Ein gewöhnliches Gespräch an einem TV-Abend. Er: „Wer ist der Typ, der hat in einer Serie vor zehn Jahren irgendwo mitgespielt.“ Sie: „Ich google ihn. Wie heißt er in dem Film?“ Das ist alltäglich, ständig wollen wir beim Fernsehen Hintergrundinformationen, googeln ein Fremdwort, das in den Nachrichten vorkommt, schauen, in welchen Serien George Clooney gespielt hat und lesen auf Twitter die Meinungen anderer „Tatort“-Zuschauer, wer wohl der Mörder ist.
= = =
● Schriftliche Aufgabe A
Gib den Absatz, der mit „Ein gewöhnliches Gespräch an einem TV-Abend“ beginnt, im Text über das Nachschlagen beim Fernsehen bitte als kurze Liste wieder.
● Schriftliche Aufgabe B
Führe den Text über das Nachschlagen beim Fernsehen nach seinem letzten Satz fort.

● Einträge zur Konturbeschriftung
= = =
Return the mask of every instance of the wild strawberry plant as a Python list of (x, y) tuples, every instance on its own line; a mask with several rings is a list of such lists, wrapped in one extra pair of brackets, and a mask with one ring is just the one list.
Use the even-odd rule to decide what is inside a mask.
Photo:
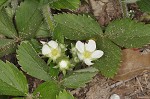
[[(77, 9), (79, 0), (2, 0), (0, 5), (0, 56), (16, 52), (22, 69), (0, 61), (0, 95), (14, 99), (74, 99), (67, 88), (84, 87), (98, 72), (113, 78), (122, 48), (150, 42), (149, 24), (123, 18), (102, 29), (88, 15), (50, 10)], [(33, 93), (27, 74), (43, 81)]]

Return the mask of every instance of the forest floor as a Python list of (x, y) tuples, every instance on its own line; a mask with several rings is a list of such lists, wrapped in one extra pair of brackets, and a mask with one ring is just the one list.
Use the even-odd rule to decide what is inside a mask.
[[(102, 27), (107, 26), (112, 20), (122, 18), (121, 4), (118, 0), (88, 0), (90, 4), (82, 4), (75, 13), (90, 13)], [(121, 0), (120, 0), (121, 1)], [(143, 19), (143, 13), (136, 4), (129, 4), (128, 11), (134, 11), (133, 19), (148, 22)], [(139, 52), (140, 53), (140, 52)], [(11, 56), (11, 57), (9, 57)], [(15, 56), (9, 55), (3, 60), (17, 62)], [(145, 57), (145, 56), (143, 56)], [(148, 59), (150, 59), (150, 54)], [(17, 63), (16, 63), (17, 64)], [(121, 68), (121, 67), (120, 67)], [(28, 77), (30, 92), (32, 92), (42, 81)], [(117, 94), (121, 99), (150, 99), (150, 71), (140, 71), (133, 77), (125, 80), (107, 79), (101, 74), (97, 74), (93, 80), (84, 88), (72, 90), (71, 93), (77, 99), (109, 99), (111, 95)]]
[[(107, 26), (112, 20), (123, 17), (121, 3), (118, 0), (89, 1), (90, 5), (82, 5), (77, 12), (91, 12), (101, 26)], [(143, 18), (145, 14), (138, 9), (135, 3), (128, 4), (127, 10), (134, 12), (133, 19), (149, 23), (149, 20)], [(149, 60), (150, 54), (148, 55)], [(119, 95), (120, 99), (150, 99), (150, 71), (142, 70), (133, 77), (127, 77), (122, 81), (107, 79), (98, 74), (86, 87), (73, 90), (72, 93), (77, 99), (109, 99), (113, 94)]]

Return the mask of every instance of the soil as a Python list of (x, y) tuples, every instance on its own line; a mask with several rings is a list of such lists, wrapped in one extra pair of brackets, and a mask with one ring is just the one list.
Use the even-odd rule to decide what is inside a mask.
[[(102, 27), (107, 26), (114, 19), (123, 17), (119, 0), (86, 0), (89, 3), (82, 1), (82, 5), (74, 13), (89, 13), (96, 18)], [(134, 11), (133, 19), (149, 22), (149, 20), (142, 17), (144, 14), (136, 4), (128, 4), (127, 7), (128, 10)], [(17, 65), (14, 54), (5, 56), (2, 60), (8, 60)], [(27, 79), (30, 92), (33, 92), (42, 83), (42, 81), (29, 75), (27, 75)], [(71, 93), (77, 99), (109, 99), (113, 94), (119, 95), (121, 99), (150, 99), (150, 71), (141, 72), (140, 75), (135, 75), (124, 81), (107, 79), (98, 74), (87, 86), (72, 90)]]
[[(119, 0), (88, 0), (89, 5), (82, 5), (78, 12), (92, 13), (101, 26), (107, 26), (114, 19), (123, 17), (121, 3)], [(121, 1), (121, 0), (120, 0)], [(132, 11), (131, 18), (145, 23), (145, 18), (137, 4), (127, 5), (127, 10)], [(140, 74), (140, 75), (139, 75)], [(77, 99), (110, 99), (110, 96), (117, 94), (120, 99), (150, 99), (150, 71), (140, 72), (134, 77), (115, 81), (107, 79), (102, 75), (96, 75), (86, 87), (71, 91)]]

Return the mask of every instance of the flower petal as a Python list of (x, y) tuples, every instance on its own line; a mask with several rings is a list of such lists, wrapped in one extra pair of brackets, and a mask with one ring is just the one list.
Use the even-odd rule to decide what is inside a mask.
[(46, 44), (46, 42), (44, 42), (44, 41), (40, 41), (40, 42), (41, 42), (43, 45)]
[(83, 60), (83, 54), (77, 53), (77, 55), (80, 60)]
[(93, 65), (93, 64), (94, 64), (94, 63), (92, 63), (91, 61), (92, 61), (92, 60), (90, 60), (90, 59), (85, 59), (85, 60), (84, 60), (84, 63), (85, 63), (86, 65), (90, 66), (90, 65)]
[(49, 41), (48, 45), (54, 49), (58, 47), (58, 43), (53, 40)]
[(80, 53), (83, 53), (84, 52), (84, 43), (82, 43), (81, 41), (77, 41), (76, 48)]
[(95, 41), (89, 40), (89, 42), (85, 44), (85, 49), (89, 52), (93, 52), (96, 49)]
[(51, 52), (51, 49), (50, 49), (50, 47), (48, 46), (48, 45), (43, 45), (43, 47), (42, 47), (42, 54), (43, 55), (46, 55), (46, 54), (49, 54)]
[(101, 51), (101, 50), (96, 50), (96, 51), (94, 51), (93, 53), (92, 53), (92, 58), (100, 58), (100, 57), (102, 57), (103, 56), (103, 54), (104, 54), (104, 52), (103, 51)]

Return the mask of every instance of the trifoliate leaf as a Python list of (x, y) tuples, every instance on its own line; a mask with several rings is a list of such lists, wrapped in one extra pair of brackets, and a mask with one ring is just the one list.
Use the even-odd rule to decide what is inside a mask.
[(61, 91), (60, 85), (55, 81), (49, 81), (38, 86), (33, 92), (35, 99), (56, 99)]
[(0, 57), (15, 52), (16, 42), (13, 39), (0, 39)]
[(17, 37), (12, 19), (10, 19), (7, 15), (5, 9), (0, 10), (0, 34), (3, 34), (9, 38)]
[(18, 47), (17, 54), (19, 64), (25, 72), (38, 79), (46, 81), (50, 80), (48, 66), (44, 60), (38, 56), (37, 52), (29, 42), (22, 42)]
[(137, 4), (143, 12), (150, 13), (150, 0), (139, 0)]
[(71, 9), (75, 10), (79, 7), (80, 0), (57, 0), (50, 3), (50, 7), (54, 9)]
[(59, 92), (59, 95), (56, 97), (56, 99), (74, 99), (74, 97), (71, 95), (71, 93), (63, 90), (63, 92)]
[(36, 31), (41, 26), (43, 16), (38, 4), (36, 0), (25, 0), (16, 11), (16, 25), (23, 39), (35, 37)]
[(16, 66), (0, 61), (0, 95), (25, 96), (28, 84), (25, 76)]
[(73, 73), (69, 77), (63, 79), (62, 84), (67, 88), (84, 87), (96, 74), (97, 72)]
[(150, 43), (150, 25), (131, 19), (120, 19), (110, 23), (105, 35), (114, 43), (126, 48), (141, 47)]
[(56, 28), (68, 39), (85, 40), (102, 35), (99, 24), (89, 16), (59, 14), (54, 19), (58, 23)]
[(113, 77), (121, 61), (121, 49), (107, 38), (97, 40), (97, 49), (104, 55), (95, 62), (94, 66), (106, 77)]

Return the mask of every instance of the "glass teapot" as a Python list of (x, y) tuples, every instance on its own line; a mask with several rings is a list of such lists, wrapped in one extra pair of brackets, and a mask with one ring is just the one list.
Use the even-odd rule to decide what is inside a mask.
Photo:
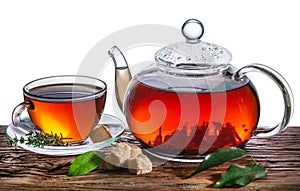
[[(116, 46), (109, 51), (117, 101), (129, 128), (145, 151), (161, 159), (201, 161), (217, 149), (243, 147), (252, 136), (278, 134), (292, 117), (292, 91), (278, 72), (261, 64), (236, 69), (227, 49), (200, 40), (203, 32), (200, 21), (187, 20), (186, 42), (160, 49), (154, 67), (133, 78), (122, 52)], [(260, 102), (246, 76), (253, 71), (281, 90), (284, 115), (275, 127), (257, 127)]]

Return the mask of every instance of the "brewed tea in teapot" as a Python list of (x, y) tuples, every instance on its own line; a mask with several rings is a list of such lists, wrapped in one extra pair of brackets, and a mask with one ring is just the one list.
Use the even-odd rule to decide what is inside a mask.
[[(200, 40), (203, 32), (200, 21), (186, 21), (182, 26), (186, 42), (156, 52), (154, 67), (129, 79), (125, 96), (118, 99), (133, 135), (145, 151), (159, 158), (201, 161), (217, 149), (243, 147), (253, 135), (277, 134), (291, 119), (292, 92), (278, 72), (261, 64), (236, 69), (227, 49)], [(119, 73), (128, 68), (124, 56), (116, 62), (116, 51), (123, 56), (116, 47), (109, 53)], [(257, 127), (260, 102), (245, 75), (251, 71), (269, 76), (282, 92), (284, 116), (275, 127)], [(116, 81), (117, 93), (118, 85)]]

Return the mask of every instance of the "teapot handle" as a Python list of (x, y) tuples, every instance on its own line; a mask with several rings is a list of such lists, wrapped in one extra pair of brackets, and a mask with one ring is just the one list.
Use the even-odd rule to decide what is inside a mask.
[(239, 81), (248, 72), (260, 72), (270, 77), (279, 87), (284, 100), (284, 114), (282, 120), (274, 127), (258, 127), (256, 135), (259, 137), (268, 137), (276, 135), (287, 128), (294, 111), (294, 98), (292, 90), (281, 74), (272, 68), (262, 64), (251, 64), (237, 70), (233, 75), (234, 79)]

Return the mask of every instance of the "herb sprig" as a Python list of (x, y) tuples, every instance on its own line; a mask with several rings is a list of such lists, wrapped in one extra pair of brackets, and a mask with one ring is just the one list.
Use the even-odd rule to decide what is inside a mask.
[(21, 136), (19, 139), (17, 137), (9, 137), (7, 140), (7, 144), (9, 146), (17, 146), (18, 143), (25, 143), (26, 145), (32, 145), (33, 147), (43, 148), (44, 146), (67, 146), (68, 143), (65, 143), (63, 140), (68, 139), (64, 138), (62, 134), (57, 135), (56, 133), (51, 134), (38, 132), (38, 131), (30, 131), (26, 134), (25, 139)]

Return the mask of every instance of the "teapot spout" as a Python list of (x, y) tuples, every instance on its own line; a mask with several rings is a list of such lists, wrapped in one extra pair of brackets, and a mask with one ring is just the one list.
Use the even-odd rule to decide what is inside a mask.
[(124, 96), (132, 76), (127, 61), (117, 46), (113, 46), (108, 54), (115, 64), (115, 94), (119, 108), (123, 111)]

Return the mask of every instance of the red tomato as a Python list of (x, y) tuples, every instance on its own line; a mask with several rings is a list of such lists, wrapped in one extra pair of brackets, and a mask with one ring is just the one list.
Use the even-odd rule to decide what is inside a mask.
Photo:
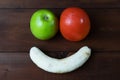
[(65, 9), (60, 16), (60, 32), (70, 41), (83, 40), (90, 31), (90, 20), (84, 10), (78, 7)]

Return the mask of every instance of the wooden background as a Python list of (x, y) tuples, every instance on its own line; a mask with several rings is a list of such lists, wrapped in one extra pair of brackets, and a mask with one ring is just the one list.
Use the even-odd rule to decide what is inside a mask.
[[(47, 8), (60, 17), (70, 6), (83, 8), (90, 17), (91, 32), (86, 39), (70, 42), (58, 33), (40, 41), (32, 36), (33, 12)], [(0, 0), (0, 36), (0, 80), (120, 80), (120, 0)], [(91, 58), (67, 74), (45, 72), (29, 58), (32, 46), (63, 58), (84, 45), (92, 49)]]

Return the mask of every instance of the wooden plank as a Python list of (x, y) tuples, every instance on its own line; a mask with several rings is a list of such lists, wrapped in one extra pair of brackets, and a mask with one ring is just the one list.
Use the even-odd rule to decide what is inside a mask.
[[(119, 80), (119, 53), (93, 51), (91, 58), (84, 66), (61, 75), (39, 69), (32, 63), (26, 52), (0, 53), (0, 80)], [(48, 54), (53, 55), (49, 52)]]
[[(80, 42), (67, 41), (60, 33), (48, 41), (34, 38), (29, 20), (36, 10), (0, 9), (0, 51), (28, 51), (32, 46), (43, 51), (76, 51), (84, 45), (96, 51), (120, 51), (120, 9), (85, 9), (90, 16), (91, 32)], [(63, 9), (50, 10), (59, 17)]]
[(83, 8), (120, 8), (119, 0), (0, 0), (0, 8), (65, 8), (79, 6)]

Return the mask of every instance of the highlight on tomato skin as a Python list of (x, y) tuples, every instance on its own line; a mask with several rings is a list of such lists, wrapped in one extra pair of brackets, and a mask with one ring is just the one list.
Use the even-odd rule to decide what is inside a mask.
[(69, 41), (81, 41), (90, 32), (90, 19), (79, 7), (69, 7), (60, 16), (60, 32)]

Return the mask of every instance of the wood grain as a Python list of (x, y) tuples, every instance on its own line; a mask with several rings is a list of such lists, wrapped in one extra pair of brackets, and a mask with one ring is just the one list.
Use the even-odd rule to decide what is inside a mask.
[(119, 52), (93, 52), (84, 66), (67, 74), (39, 69), (28, 53), (0, 53), (0, 80), (118, 80), (119, 73)]

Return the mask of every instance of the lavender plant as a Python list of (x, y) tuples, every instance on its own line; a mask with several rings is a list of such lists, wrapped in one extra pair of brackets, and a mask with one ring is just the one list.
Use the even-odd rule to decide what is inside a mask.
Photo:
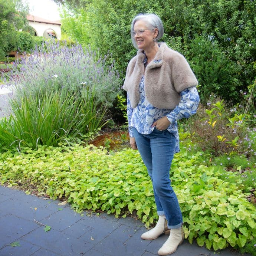
[(14, 63), (7, 86), (15, 91), (18, 101), (28, 95), (36, 97), (42, 92), (63, 89), (78, 96), (89, 88), (96, 104), (108, 108), (120, 88), (119, 75), (114, 68), (114, 61), (107, 65), (109, 56), (98, 60), (96, 56), (78, 44), (69, 47), (60, 47), (54, 40), (44, 42), (29, 57), (22, 59), (20, 70), (19, 63)]
[(46, 42), (14, 67), (7, 87), (13, 92), (10, 117), (0, 121), (0, 145), (56, 145), (101, 128), (120, 88), (108, 56), (76, 45)]

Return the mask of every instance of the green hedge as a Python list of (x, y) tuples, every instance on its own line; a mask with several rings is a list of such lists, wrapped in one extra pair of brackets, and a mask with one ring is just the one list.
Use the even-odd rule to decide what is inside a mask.
[[(243, 247), (256, 237), (256, 209), (240, 190), (241, 180), (223, 181), (214, 167), (196, 166), (201, 154), (183, 151), (172, 166), (185, 237), (209, 249)], [(109, 154), (77, 145), (9, 151), (0, 154), (0, 174), (2, 184), (34, 185), (51, 198), (67, 200), (79, 212), (101, 209), (123, 217), (136, 212), (148, 226), (157, 219), (151, 181), (138, 152), (131, 149)]]

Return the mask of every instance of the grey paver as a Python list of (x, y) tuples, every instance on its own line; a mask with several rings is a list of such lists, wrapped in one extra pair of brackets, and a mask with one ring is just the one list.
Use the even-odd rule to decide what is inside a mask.
[(45, 232), (43, 227), (24, 236), (22, 240), (62, 256), (82, 255), (93, 247), (88, 243), (52, 229)]
[(118, 240), (122, 243), (126, 242), (134, 236), (136, 230), (132, 227), (121, 224), (111, 233), (110, 236), (118, 237)]
[(112, 256), (141, 256), (145, 252), (142, 247), (128, 246), (125, 243), (122, 243), (116, 238), (110, 235), (97, 245), (97, 250)]
[(10, 196), (5, 196), (0, 194), (0, 203), (3, 202), (11, 198)]
[[(59, 206), (59, 208), (62, 207)], [(62, 231), (82, 218), (80, 213), (74, 211), (69, 207), (67, 207), (42, 219), (40, 221), (46, 225), (50, 226), (53, 229)]]
[(68, 207), (68, 204), (64, 206), (60, 206), (58, 205), (59, 202), (58, 201), (54, 201), (48, 198), (45, 200), (43, 199), (43, 198), (39, 197), (33, 195), (26, 194), (24, 191), (18, 191), (15, 195), (12, 195), (11, 196), (18, 200), (29, 203), (38, 209), (40, 207), (46, 208), (53, 213), (58, 211), (59, 208)]
[[(117, 220), (116, 223), (119, 223), (128, 226), (132, 227), (136, 230), (138, 230), (140, 229), (141, 229), (142, 226), (145, 227), (144, 225), (141, 223), (141, 221), (135, 220), (131, 217), (120, 218)], [(145, 228), (145, 230), (146, 230)]]
[(67, 234), (70, 234), (77, 238), (79, 238), (92, 229), (91, 227), (84, 225), (81, 221), (79, 221), (70, 226), (62, 232)]
[[(140, 236), (147, 229), (140, 221), (116, 219), (105, 213), (98, 216), (89, 211), (81, 216), (68, 204), (58, 206), (59, 202), (0, 186), (0, 255), (153, 256), (168, 237), (162, 235), (154, 240), (143, 240)], [(51, 230), (45, 232), (34, 219), (51, 226)], [(10, 246), (14, 241), (21, 246)], [(242, 255), (230, 248), (217, 252), (220, 256)], [(214, 254), (185, 239), (173, 255)]]
[(57, 254), (49, 250), (41, 248), (30, 256), (60, 256), (60, 254)]
[(20, 256), (30, 255), (40, 249), (39, 246), (32, 244), (25, 241), (19, 240), (20, 246), (12, 247), (8, 245), (0, 250), (1, 256)]
[(151, 240), (144, 240), (141, 238), (141, 234), (144, 231), (141, 229), (137, 231), (131, 237), (125, 242), (128, 247), (137, 246), (138, 248), (147, 248), (147, 246), (151, 242)]
[(93, 220), (89, 219), (89, 220), (85, 223), (93, 228), (80, 237), (80, 239), (94, 244), (98, 244), (104, 240), (120, 226), (115, 223), (108, 221), (105, 220), (102, 221), (102, 220), (99, 217), (96, 217), (98, 219), (98, 221), (96, 220)]
[(101, 252), (99, 252), (99, 251), (93, 249), (91, 249), (83, 254), (83, 256), (112, 256), (112, 255)]
[(7, 213), (32, 221), (34, 219), (38, 221), (52, 214), (52, 211), (37, 208), (37, 204), (33, 202), (24, 202), (13, 198), (0, 203), (0, 209), (4, 209)]
[(142, 256), (155, 256), (155, 254), (151, 253), (149, 252), (145, 252), (142, 255)]
[(10, 214), (0, 218), (0, 248), (38, 227), (35, 222)]

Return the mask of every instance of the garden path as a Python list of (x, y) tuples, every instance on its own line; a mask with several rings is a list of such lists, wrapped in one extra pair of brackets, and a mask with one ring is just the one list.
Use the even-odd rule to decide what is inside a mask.
[[(58, 200), (46, 199), (0, 186), (0, 255), (154, 256), (167, 237), (142, 240), (146, 229), (140, 221), (86, 211), (82, 216), (68, 204), (60, 206)], [(50, 230), (45, 232), (39, 223)], [(172, 255), (214, 255), (185, 240)], [(217, 255), (242, 255), (229, 248)]]

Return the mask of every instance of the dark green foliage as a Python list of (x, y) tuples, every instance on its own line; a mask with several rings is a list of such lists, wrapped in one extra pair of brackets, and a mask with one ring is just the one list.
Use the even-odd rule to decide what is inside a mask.
[[(163, 21), (163, 40), (183, 54), (190, 64), (201, 86), (202, 101), (214, 92), (226, 100), (238, 102), (239, 91), (246, 91), (254, 81), (254, 1), (55, 1), (73, 8), (76, 17), (86, 15), (83, 22), (87, 29), (83, 33), (89, 37), (91, 47), (98, 48), (101, 54), (111, 52), (123, 77), (128, 62), (136, 52), (130, 36), (132, 20), (140, 13), (150, 12), (158, 15)], [(74, 8), (75, 4), (86, 11), (83, 13)], [(79, 38), (76, 39), (79, 41)]]
[(28, 10), (21, 0), (0, 0), (0, 59), (18, 40), (17, 31), (27, 26)]
[(32, 36), (28, 32), (19, 31), (17, 32), (17, 38), (16, 43), (10, 45), (12, 50), (18, 51), (20, 52), (30, 52), (34, 48), (35, 43), (34, 38), (36, 37)]

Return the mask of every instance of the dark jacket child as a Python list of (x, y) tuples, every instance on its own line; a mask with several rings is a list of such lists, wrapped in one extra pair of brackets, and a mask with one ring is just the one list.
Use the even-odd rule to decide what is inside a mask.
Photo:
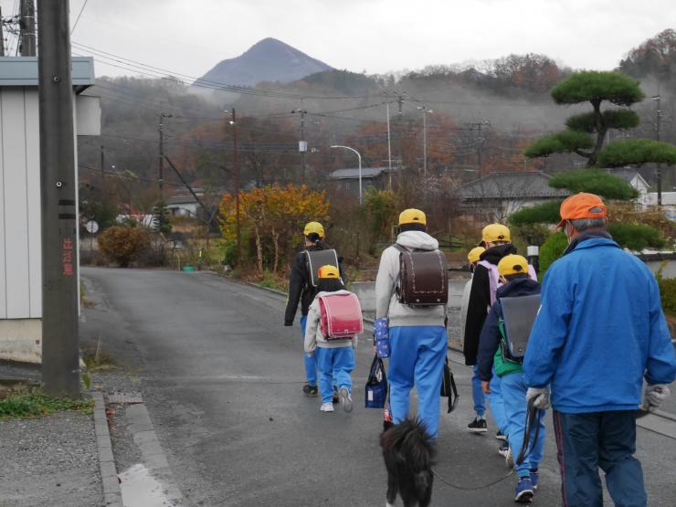
[[(324, 227), (319, 222), (309, 222), (303, 228), (304, 249), (296, 254), (291, 267), (291, 274), (289, 280), (289, 297), (287, 298), (286, 312), (284, 312), (284, 325), (293, 325), (298, 305), (301, 304), (301, 332), (305, 336), (305, 322), (308, 318), (310, 304), (317, 295), (317, 288), (311, 283), (310, 266), (306, 251), (317, 251), (331, 249), (331, 247), (323, 242)], [(345, 277), (339, 260), (341, 278), (344, 281)], [(317, 396), (317, 361), (314, 357), (309, 357), (303, 353), (303, 363), (305, 365), (305, 376), (307, 384), (302, 390), (309, 396)], [(337, 402), (337, 396), (333, 400)]]
[[(523, 381), (523, 358), (512, 357), (507, 347), (504, 335), (504, 315), (501, 300), (519, 298), (540, 293), (540, 283), (528, 275), (528, 262), (520, 255), (508, 255), (498, 263), (501, 281), (504, 283), (497, 290), (496, 301), (491, 307), (479, 339), (479, 376), (486, 394), (490, 394), (490, 382), (493, 366), (500, 377), (507, 421), (507, 435), (513, 452), (521, 449), (526, 421), (526, 385)], [(502, 329), (501, 329), (502, 328)], [(531, 502), (538, 481), (538, 466), (544, 448), (545, 429), (544, 418), (540, 418), (540, 435), (533, 451), (520, 465), (516, 465), (519, 483), (514, 500), (519, 502)], [(533, 432), (534, 434), (534, 431)], [(529, 444), (530, 445), (530, 444)]]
= = =
● Ergebnis A
- Typische Szene an einem TV-Abend: Er fragt nach einem Schauspieler, der vor zehn Jahren in einer Serie mitgespielt hat. Sie will ihn googeln und fragt nach seinem Rollennamen.
- Solche Gespräche sind alltäglich, denn beim Fernsehen wollen wir ständig Hintergrundinformationen.
- Beispiele: ein Fremdwort aus den Nachrichten googeln, nachsehen, in welchen Serien George Clooney gespielt hat, und auf Twitter lesen, wen andere „Tatort“-Zuschauer für den Mörder halten.

● Ergebnis B
Ein österreichisches Start-up möchte diese Interaktionen vereinfachen und das Fernsehen direkt mit dem Internet verbinden. Dazu braucht man keinen Smart-TV, auf dem man zwischen Funktionen des herkömmlichen Fernsehens und des Internets wie YouTube und Netflix hin- und herschaltet. Sondern man kann sich die neu entwickelte, kostenfreie App „Snapscreen“ herunterladen. Dann macht man mit dem Smartphone oder Tablet einen Schnappschuss des Fernsehers, die Software erkennt das Bild und zeigt sofort an, was man zu der Sendung alles wissen könnte. Welche Schauspieler sind dabei? Wie schauen sie heute aus, wo haben sie bisher gespielt?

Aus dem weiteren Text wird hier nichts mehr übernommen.